━━━ Data to examine ━━━
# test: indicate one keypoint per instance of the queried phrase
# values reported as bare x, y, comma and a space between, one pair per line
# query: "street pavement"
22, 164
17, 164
━━━
▸ **Task details**
Every record is to be retyped exactly as given.

▸ **Answer section**
# test: indicate one keypoint per instance of the queried phrase
# values reported as bare x, y, comma and a space between, one pair per line
# query: "street pavement"
22, 164
17, 164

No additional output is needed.